— What to work on —
Copy the lines below word for word, changing nothing.

____________

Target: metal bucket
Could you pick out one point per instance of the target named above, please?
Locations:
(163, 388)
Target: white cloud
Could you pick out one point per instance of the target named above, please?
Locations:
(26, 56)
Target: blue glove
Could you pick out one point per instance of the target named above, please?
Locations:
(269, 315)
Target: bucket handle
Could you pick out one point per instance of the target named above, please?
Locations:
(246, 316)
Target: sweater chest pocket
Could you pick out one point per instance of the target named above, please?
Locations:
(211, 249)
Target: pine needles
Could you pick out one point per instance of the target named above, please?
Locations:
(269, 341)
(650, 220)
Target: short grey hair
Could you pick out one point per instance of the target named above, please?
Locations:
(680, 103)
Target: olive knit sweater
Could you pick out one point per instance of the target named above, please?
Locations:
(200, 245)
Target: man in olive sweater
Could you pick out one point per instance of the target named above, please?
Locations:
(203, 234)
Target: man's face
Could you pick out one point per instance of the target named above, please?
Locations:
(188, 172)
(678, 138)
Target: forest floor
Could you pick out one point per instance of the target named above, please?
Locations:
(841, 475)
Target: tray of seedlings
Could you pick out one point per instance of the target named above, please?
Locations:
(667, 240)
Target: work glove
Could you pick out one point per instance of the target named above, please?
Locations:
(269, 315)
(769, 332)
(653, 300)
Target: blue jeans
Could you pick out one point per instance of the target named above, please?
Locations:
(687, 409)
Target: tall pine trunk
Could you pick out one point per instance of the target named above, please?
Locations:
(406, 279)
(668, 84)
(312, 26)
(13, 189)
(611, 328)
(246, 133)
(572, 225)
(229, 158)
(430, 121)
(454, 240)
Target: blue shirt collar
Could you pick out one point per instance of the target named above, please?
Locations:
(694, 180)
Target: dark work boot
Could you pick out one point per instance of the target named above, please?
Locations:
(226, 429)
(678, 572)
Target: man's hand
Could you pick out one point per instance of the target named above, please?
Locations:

____________

— Finished exercise —
Target: metal bucket
Could you pick out one point per instance of the target named above, please?
Locations:
(163, 388)
Target: white cloud
Could you pick out one point per instance of the target named above, please?
Locations:
(26, 56)
Target: blue glove
Could you pick out one point per instance of the target named above, please?
Locations:
(269, 315)
Target: bucket handle
Could you pick out one point per instance of the target named above, please?
Locations:
(246, 316)
Target: sweater chest pocket
Could you pick out one point per instance of the target named above, please?
Locations:
(211, 249)
Target: pine needles
Could you pick out one point per instance of the target named above, please?
Locations:
(269, 341)
(650, 220)
Target: short grey hair
Could you pick out one point per instance of the target named above, please?
Locations:
(680, 103)
Target: olive knit sweater
Could you pick out one point per instance of the target named above, please?
Locations:
(200, 245)
Target: man in olive sweater
Could you pick out one point per instance of the target named above, please?
Locations:
(203, 234)
Target: man's face
Could you pick out one point per instance of the target named above, please?
Locations:
(188, 172)
(678, 138)
Target: forest floor
Could you pick out one point per instance of the target named above, please?
Locations:
(841, 475)
Target: tray of seedlings
Could you pick out one point per instance of the target named above, please?
Locations:
(667, 240)
Target: work glove
Could you pick out one point per instance of the target named above, please?
Locations:
(269, 315)
(769, 332)
(653, 300)
Target: blue jeans
Could you pick out one point per instance of the target named above, please?
Locations:
(687, 409)
Target: tall pine trunk
Could you pick out one point per instance of the target named above, please?
Locations:
(406, 279)
(668, 84)
(312, 26)
(13, 189)
(611, 328)
(246, 133)
(572, 225)
(229, 158)
(430, 121)
(454, 240)
Target: blue shirt collar
Could you pick out one point per instance of the target named above, please?
Locations:
(694, 180)
Target: dark work boot
Could you pick out one point per instance of the target named above, please?
Locations:
(226, 429)
(678, 572)
Target: man's hand
Could you pick out one point per instance of the target named above, please?
Locations:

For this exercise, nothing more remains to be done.